** EXERCISE DESCRIPTION **
Count the lines in the items below that contain the string "utility", with case counting, and reply with only that number.

** ENTRIES **
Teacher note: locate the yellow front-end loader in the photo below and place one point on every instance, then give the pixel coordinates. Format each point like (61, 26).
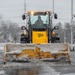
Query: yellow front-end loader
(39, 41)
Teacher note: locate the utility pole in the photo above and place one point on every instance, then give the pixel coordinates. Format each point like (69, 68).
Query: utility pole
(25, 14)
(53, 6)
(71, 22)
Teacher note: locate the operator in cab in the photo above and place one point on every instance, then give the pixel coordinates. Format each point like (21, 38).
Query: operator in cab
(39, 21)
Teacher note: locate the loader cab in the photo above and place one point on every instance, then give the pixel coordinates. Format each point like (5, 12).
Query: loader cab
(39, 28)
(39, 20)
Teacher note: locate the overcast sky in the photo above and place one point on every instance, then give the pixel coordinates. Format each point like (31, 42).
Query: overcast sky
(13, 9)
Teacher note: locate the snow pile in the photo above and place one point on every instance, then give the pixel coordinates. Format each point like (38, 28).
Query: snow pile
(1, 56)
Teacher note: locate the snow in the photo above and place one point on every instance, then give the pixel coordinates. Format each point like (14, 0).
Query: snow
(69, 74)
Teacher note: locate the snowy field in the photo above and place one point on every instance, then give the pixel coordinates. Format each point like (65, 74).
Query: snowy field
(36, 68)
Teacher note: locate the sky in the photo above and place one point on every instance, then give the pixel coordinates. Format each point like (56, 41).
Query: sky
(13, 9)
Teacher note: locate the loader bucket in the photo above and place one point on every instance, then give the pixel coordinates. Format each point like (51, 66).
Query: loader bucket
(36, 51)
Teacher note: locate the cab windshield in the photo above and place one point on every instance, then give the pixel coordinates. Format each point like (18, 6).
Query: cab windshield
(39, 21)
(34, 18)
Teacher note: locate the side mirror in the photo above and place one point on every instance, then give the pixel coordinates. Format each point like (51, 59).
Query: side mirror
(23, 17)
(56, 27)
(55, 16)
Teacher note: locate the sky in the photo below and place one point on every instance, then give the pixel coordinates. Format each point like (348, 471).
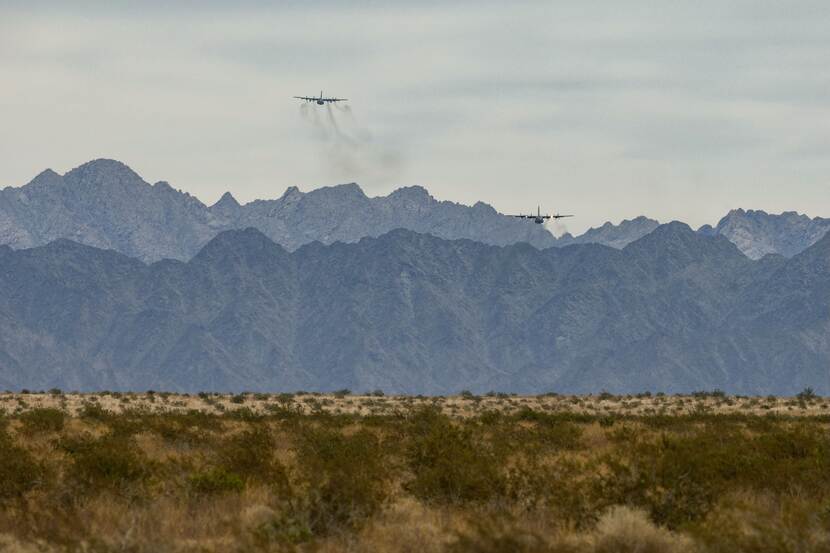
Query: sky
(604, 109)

==

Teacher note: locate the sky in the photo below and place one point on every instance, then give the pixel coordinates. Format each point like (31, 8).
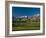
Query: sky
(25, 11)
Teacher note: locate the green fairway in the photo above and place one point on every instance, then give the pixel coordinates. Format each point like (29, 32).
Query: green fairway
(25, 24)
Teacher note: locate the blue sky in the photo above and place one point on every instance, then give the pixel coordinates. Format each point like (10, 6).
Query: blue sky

** SOLUTION BELOW **
2